EXERCISE GOAL - When you copy the material below, keep every line exact and leave each picture out.

MATERIAL SHOWN -
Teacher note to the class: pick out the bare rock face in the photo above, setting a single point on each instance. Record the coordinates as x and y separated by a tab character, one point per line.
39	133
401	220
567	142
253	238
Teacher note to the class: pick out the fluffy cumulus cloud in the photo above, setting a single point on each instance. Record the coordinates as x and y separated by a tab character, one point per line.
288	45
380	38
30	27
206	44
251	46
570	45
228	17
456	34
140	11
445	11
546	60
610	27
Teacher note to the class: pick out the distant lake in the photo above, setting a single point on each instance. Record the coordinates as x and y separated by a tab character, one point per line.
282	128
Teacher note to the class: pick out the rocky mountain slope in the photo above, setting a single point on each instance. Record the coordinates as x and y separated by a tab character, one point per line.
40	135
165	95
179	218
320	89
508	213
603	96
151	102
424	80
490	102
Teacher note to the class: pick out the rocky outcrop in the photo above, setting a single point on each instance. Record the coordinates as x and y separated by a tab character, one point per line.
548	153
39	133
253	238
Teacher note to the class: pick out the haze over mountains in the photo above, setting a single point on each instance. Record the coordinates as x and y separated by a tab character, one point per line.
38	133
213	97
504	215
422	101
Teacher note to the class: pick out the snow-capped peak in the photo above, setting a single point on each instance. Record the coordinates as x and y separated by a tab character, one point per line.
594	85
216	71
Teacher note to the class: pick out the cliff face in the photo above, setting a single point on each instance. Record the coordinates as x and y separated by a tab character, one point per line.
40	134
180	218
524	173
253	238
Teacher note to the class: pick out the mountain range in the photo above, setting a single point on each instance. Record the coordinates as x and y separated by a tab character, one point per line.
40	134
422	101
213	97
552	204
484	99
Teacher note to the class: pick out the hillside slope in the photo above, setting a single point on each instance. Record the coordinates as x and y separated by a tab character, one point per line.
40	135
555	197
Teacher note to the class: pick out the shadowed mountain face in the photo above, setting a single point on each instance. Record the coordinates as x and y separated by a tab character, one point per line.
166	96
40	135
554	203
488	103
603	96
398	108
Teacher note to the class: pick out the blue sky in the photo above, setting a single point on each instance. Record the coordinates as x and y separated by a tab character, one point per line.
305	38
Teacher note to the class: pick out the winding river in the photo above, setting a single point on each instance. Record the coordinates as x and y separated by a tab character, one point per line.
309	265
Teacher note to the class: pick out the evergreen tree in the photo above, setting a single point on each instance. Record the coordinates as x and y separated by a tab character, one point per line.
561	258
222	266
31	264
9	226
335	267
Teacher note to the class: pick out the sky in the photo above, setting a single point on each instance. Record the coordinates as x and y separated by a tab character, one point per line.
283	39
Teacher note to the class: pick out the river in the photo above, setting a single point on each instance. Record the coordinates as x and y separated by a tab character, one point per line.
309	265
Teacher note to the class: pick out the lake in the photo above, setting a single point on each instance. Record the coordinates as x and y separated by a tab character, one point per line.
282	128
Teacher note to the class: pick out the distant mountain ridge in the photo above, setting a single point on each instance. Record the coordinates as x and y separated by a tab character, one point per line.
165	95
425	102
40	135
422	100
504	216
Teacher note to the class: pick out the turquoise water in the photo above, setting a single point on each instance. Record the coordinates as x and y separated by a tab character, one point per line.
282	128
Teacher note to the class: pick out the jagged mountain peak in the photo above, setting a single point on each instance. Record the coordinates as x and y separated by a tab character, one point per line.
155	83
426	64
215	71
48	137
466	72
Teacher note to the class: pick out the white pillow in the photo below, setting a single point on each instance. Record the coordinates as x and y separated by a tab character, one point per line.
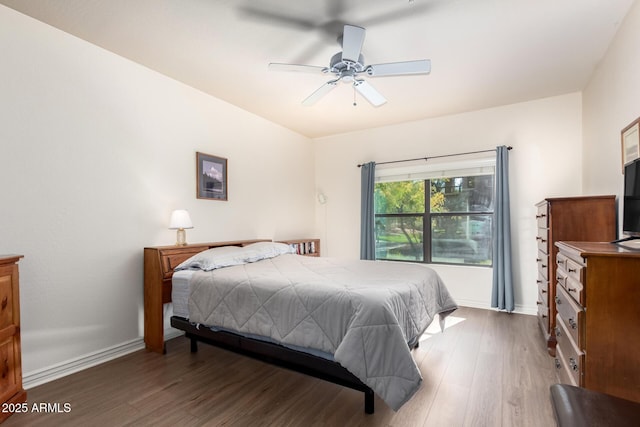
211	259
263	250
227	256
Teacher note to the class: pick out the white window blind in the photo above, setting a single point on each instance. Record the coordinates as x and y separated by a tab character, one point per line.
475	167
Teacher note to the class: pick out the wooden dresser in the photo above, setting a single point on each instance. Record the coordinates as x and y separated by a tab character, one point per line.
11	391
566	218
598	320
159	262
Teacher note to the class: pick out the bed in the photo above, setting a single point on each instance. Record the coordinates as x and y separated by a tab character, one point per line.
347	321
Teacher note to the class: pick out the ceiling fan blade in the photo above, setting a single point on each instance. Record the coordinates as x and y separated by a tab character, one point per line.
260	14
422	66
275	66
319	93
369	93
352	40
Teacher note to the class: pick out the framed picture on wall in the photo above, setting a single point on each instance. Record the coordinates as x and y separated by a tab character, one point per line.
211	177
630	143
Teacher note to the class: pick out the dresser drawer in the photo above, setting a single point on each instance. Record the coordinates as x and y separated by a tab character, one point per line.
575	270
543	317
562	369
543	294
543	264
9	382
543	240
6	301
570	356
542	216
543	287
571	315
573	288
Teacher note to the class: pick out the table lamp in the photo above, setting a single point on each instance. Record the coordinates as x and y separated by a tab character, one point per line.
180	220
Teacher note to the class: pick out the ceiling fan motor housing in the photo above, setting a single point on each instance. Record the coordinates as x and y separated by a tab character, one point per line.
346	70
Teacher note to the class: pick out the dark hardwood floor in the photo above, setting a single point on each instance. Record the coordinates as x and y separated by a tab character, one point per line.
486	369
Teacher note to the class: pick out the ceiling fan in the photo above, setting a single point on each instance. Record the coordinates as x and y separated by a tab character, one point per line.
348	67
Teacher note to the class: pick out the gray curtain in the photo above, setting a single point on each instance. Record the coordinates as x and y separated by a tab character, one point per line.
502	293
367	227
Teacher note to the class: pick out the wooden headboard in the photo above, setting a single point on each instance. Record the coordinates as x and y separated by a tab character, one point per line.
159	262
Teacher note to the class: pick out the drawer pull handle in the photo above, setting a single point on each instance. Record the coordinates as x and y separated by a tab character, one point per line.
573	364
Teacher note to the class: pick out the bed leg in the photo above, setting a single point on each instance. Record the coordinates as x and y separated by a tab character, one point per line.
368	402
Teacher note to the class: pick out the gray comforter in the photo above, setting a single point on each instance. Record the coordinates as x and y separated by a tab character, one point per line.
364	313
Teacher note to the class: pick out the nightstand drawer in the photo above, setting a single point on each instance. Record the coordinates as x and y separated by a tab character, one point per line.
571	315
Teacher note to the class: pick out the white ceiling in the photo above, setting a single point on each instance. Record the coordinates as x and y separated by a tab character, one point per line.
484	53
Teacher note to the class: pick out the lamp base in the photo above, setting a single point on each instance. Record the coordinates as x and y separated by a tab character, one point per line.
181	237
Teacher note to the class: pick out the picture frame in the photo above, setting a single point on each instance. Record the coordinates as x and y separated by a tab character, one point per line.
211	177
630	140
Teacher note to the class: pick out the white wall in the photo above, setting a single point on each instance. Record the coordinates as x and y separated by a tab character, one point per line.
611	101
545	162
95	153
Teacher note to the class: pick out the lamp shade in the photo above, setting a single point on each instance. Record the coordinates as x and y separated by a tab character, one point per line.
180	219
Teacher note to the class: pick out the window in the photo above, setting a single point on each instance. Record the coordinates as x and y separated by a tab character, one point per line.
443	219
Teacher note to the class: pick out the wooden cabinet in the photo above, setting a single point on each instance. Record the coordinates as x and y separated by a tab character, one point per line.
308	247
598	319
568	218
11	391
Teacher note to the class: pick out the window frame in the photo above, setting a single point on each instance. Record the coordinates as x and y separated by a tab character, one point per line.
452	170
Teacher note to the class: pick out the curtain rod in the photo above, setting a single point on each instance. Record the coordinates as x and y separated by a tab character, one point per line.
437	157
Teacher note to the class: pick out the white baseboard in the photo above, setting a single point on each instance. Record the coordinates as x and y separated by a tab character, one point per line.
59	370
518	308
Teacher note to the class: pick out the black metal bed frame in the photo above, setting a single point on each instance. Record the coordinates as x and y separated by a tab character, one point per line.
277	355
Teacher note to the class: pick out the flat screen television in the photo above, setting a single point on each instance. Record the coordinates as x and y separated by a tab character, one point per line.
631	201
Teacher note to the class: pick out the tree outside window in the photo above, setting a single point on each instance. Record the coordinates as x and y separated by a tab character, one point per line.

TASK SOLUTION -
Teacher note to the class: pick out the bare rock face in the photo above, setting a single point on each instance. Record the coordinates as x and y separated by a tab character, one point per line.
39	133
401	220
567	142
253	238
Teacher note to the class: pick out the fluffy cumulus cloud in the photo above, setting a single point on each instance. Record the coordinates as x and y separated by a tab character, one point per line.
288	45
380	38
30	27
206	44
251	46
570	45
228	17
456	34
140	11
445	11
546	60
610	27
Teacher note to the class: pick out the distant lake in the photo above, setting a single point on each instance. Record the coordinates as x and y separated by a tab character, one point per line.
282	128
Teacher note to the class: pick out the rocky mountain slope in the photo above, setting a single point on each instance. Record the coordinates as x and y separated by a tab character, one point per line.
40	135
165	95
179	218
320	89
508	213
603	96
151	102
424	80
490	102
Teacher note to the class: pick out the rocky outcrop in the photo above, setting a single point on each instance. Record the coordinates as x and y separated by a tab character, one point per line.
548	153
39	133
253	238
Teacher note to the class: pick out the haze over mountains in the photo above, setting a single point on each instance. Record the coordinates as x and y separated by a tab character, one point per line.
38	133
213	97
504	215
422	101
Teacher note to the class: pick out the snow-capped peak in the photo above, setting a single point on each instance. Record the coordinates as x and y separated by a tab character, one point per line.
594	85
216	71
Teacher note to the class: pick out the cliff face in the photo above, setting a single point on each instance. Record the coordinates as x and y separated by a tab character, one point per line.
40	134
180	218
524	173
253	238
Teacher note to the class: pick out the mountain range in the photo above, setting a single point on each instance. Record the coordinates as x and y separated by a tab character, one point per line.
40	134
422	101
213	97
552	204
484	99
Teacher note to the class: pick out the hillside slope in the photo above, setting a single point on each instance. Record the coordinates as x and y separated by a tab character, one point per line.
40	135
555	197
Teacher note to the class: pick out the shadowed mountain face in the photo above, setting a single point on each instance. Record the coordinates as x and y separated by a tab character, one point per line.
166	96
40	135
554	203
488	103
603	96
398	108
Teacher note to the class: pick out the blue sky in the photo above, setting a single point on each instance. Record the coordinates as x and y separated by a tab character, one point per line.
305	38
Teacher note to the class: pick out the winding river in the photo above, setting a single point on each instance. Record the coordinates as x and y separated by a tab character, one point per line.
309	265
Teacher note to the class: pick out the evergreen tree in the photo above, setting a single point on each instance. Record the coordinates as x and y separated by a tab character, one point per line.
561	258
222	266
31	264
9	226
335	267
Teacher note to the class: pick out the sky in the photo above, setting a single point on each instance. Record the coordinates as x and y separated by a tab character, one point per line.
283	39
Teacher note to the class: pick out the river in the photo above, setting a single point on each instance. Record the coordinates as x and y separated by a tab character, one point per line.
309	265
Teacher note to the class: pick out the lake in the photo above, setting a single point on each instance. Record the coordinates as x and y separated by a tab character, one point per line.
282	128
Teacher note to the class: pick out the distant mountain ridge in the photo above, setting a single point on each instance. Record the coordinates as x and y separated by a tab character, one point per line.
165	95
425	102
40	135
422	100
504	216
Teacher note to the class: pick out the turquoise water in the photo above, setting a single point on each instance. Record the coordinates as x and y separated by a tab character, one point per line.
282	128
Teacher note to the class: pick out the jagged mountain peak in the photo above, setting a single point on each instance. Record the coordinates as x and y separated by a tab character, one point per line.
155	83
426	64
215	71
48	137
466	72
Teacher note to the class: pick out the white pillow in the photo below, setting a single point on each instance. Record the coordinates as x and y separated by a tab character, one point per line.
211	259
263	250
227	256
Teacher note to the class: pick out the white window blind in the photo above, setting a single point on each instance. Record the coordinates as x and y separated by a tab character, one point per line.
475	167
Teacher note to the class: pick out the wooden dresser in the photo above, setting a single point on each instance. Record the coordinates as x and y separated by a tab character, one point per line.
11	391
566	218
598	320
159	262
Teacher note to the class: pick out the bed in the photo above, setting a single point on each instance. Record the coordinates as x and y separated by a tab character, one point per line.
347	321
Teacher note to the class: pick out the ceiling fan blade in the photo above, setting a single point on each instance. Record the coordinates as x and y separated by a tab character, one point per line.
260	14
422	66
275	66
319	93
369	93
352	40
Teacher note to the class: pick out the framed picture on wall in the photo above, setting a single point on each instance. Record the coordinates as x and y separated by a tab character, one point per line.
211	177
630	143
Teacher note to the class: pick out the dresser drawer in the photo above, setting a single point on each instance. Record the coordinates as x and y separated by a tab character, one point per line.
575	270
543	317
562	369
543	294
543	264
9	382
543	240
6	301
570	356
542	216
543	287
571	315
573	288
Teacher note to the class: pick out the table lamp in the photo above, setting a single point on each instance. Record the coordinates as x and y separated by a tab character, one point per line.
180	220
Teacher note to the class: pick out the ceiling fan motor housing in the photo above, setting a single point on each instance. Record the coordinates as x and y separated by a tab character, one point per line.
346	70
Teacher note to the class: pick out the dark hardwood floor in the photo above, setting a single point on each instance. Record the coordinates as x and y separated by a tab character, one point per line.
486	369
Teacher note to the class: pick out the ceiling fan in the photo above, setting a single point on each instance. Record the coordinates as x and y separated by a tab character, one point per line.
348	67
Teacher note to the class: pick out the gray curtain in the photo above, setting a single point on each instance. Record the coordinates as x and y separated by a tab character, one point per line.
502	293
367	227
Teacher note to the class: pick out the wooden headboard in the photo above, setting a single point on each instance. Record the coordinates as x and y separated by a tab character, one point per line.
159	262
Teacher note to the class: pick out the drawer pull handle in the photo above, setting a single point on each instance. Record the coordinates as x and y separated by a tab character, one point per line.
573	364
Teacher note to the class: pick out the bed leg in the photo above, setting a single point on each instance. Record the coordinates as x and y separated by a tab character, one point per line.
368	402
Teacher note to the class: pick out the gray comforter in the photo above, setting a single point on each instance. Record the coordinates as x and y separated by a tab character, one point per line.
364	313
Teacher note to the class: pick out the nightstand drawer in the photo above, setting a single point on each instance. Record the coordinates as x and y separated by a tab character, one point per line.
571	315
Teacher note to the class: pick out the white ceiling in the photo above, setting a single point on each instance. Record the coordinates as x and y separated by a tab character, one point per line.
484	53
Teacher note to the class: pick out the lamp base in the photo above, setting a single point on each instance. Record the coordinates as x and y separated by a tab character, one point per line.
181	237
Teacher note to the class: pick out the picture frame in the photo above, setting a single point on each instance. Record the coordinates as x and y separated by a tab character, one point per line.
211	177
630	140
Teacher note to the class: pick out the white wall in the photo above, setting a single point on each instance. Record the coordinates as x and y separated by a tab character, one point per line.
611	101
545	162
95	153
Teacher note to the class: pick out the lamp shade in the photo above, setting a single point on each instance. Record the coordinates as x and y separated by a tab character, one point per line.
180	219
Teacher note to the class: pick out the window in the photo above, setting a single point on each instance. Record the coordinates as x and y separated by a tab character, one point per line.
443	219
Teacher note to the class: pick out the wooden cabinet in the photo above, setting a single point on each instance. Record the coordinates as x and y separated by a tab character, one point per line.
308	247
598	319
568	218
11	391
Teacher note to the class: pick out the window frame in the photo above, setting a single point on each instance. Record the coordinates as x and y separated by a tab character, one point per line.
452	170
Teacher note to the class: pick out the curtain rod in the photo above, setting a single point on each instance. Record the coordinates as x and y separated by a tab character, one point per line.
437	157
Teacher note to the class: pick out the white baseboard in the photo above, setting a single point on each instance. Record the coordinates as x and y separated by a tab character, one point per line.
59	370
518	308
Teacher note to the class: pick out the black metal bed frame in the photo above, setting a single point on each instance. Record the coordinates as x and y separated by a tab character, one point per line.
277	355
Teacher note to the class: pick out the flat screen television in the photo above, setting a single point on each instance. Record the coordinates as x and y separated by a tab character, one point per line.
631	201
Teacher note to the class: pick out the tree outside window in the photo above, setting a single point on each instance. Record the coordinates as x and y separated by a tab character, one point per line.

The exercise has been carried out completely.